__Exercise directions__
Change every "rough mask" in the listing below to "coarse mask" and keep everything else the same. Leave the pictures out of your reply.

(Source data)
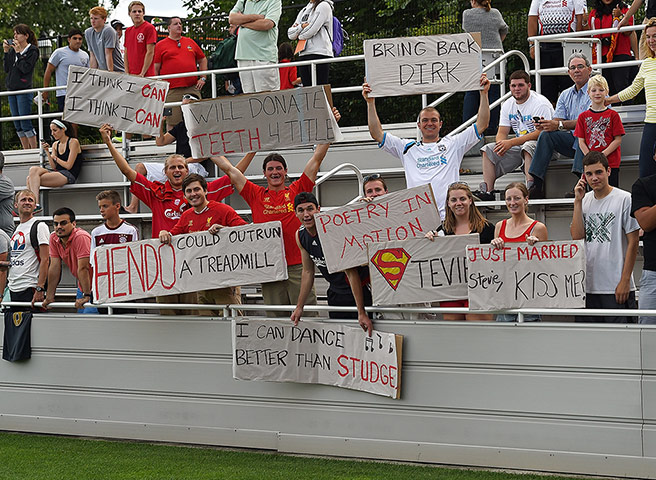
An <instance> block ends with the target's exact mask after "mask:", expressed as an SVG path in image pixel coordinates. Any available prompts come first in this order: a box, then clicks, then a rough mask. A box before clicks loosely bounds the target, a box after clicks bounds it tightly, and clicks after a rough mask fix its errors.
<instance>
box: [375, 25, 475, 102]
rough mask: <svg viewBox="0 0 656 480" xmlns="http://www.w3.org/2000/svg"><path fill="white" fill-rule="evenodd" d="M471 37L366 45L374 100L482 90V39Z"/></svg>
mask: <svg viewBox="0 0 656 480" xmlns="http://www.w3.org/2000/svg"><path fill="white" fill-rule="evenodd" d="M475 35H476V39H475V38H474V37H473V36H472V35H471V34H469V33H457V34H455V35H431V36H423V37H406V38H383V39H372V40H365V41H364V60H365V64H366V69H365V71H366V76H367V82H368V83H369V85H370V86H371V93H370V96H371V97H393V96H398V95H409V94H413V93H435V92H463V91H465V90H478V89H479V87H480V78H481V61H482V60H481V46H480V43H481V42H480V35H478V34H475Z"/></svg>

__Written reply__
An <instance> block ends with the target's exact mask after "mask:", expressed as an SVG path in image pixel coordinates. Any available prompts come first in this order: a box, then clicks, then a coarse mask. A box before clicks loosely bounds the target, a box after clicks bounds it tightly, and clicks after a coarse mask fix its errors.
<instance>
box: [375, 25, 475, 102]
coarse mask: <svg viewBox="0 0 656 480" xmlns="http://www.w3.org/2000/svg"><path fill="white" fill-rule="evenodd" d="M471 37L366 45L374 100L482 90V39Z"/></svg>
mask: <svg viewBox="0 0 656 480" xmlns="http://www.w3.org/2000/svg"><path fill="white" fill-rule="evenodd" d="M475 35H476V39H475V38H474V37H473V36H472V35H471V34H469V33H457V34H455V35H431V36H423V37H406V38H383V39H372V40H365V41H364V60H365V64H366V69H365V71H366V76H367V82H368V83H369V85H370V86H371V93H370V96H371V97H393V96H398V95H409V94H413V93H435V92H463V91H465V90H478V89H479V87H480V78H481V61H482V60H481V46H480V43H481V42H480V35H478V34H475Z"/></svg>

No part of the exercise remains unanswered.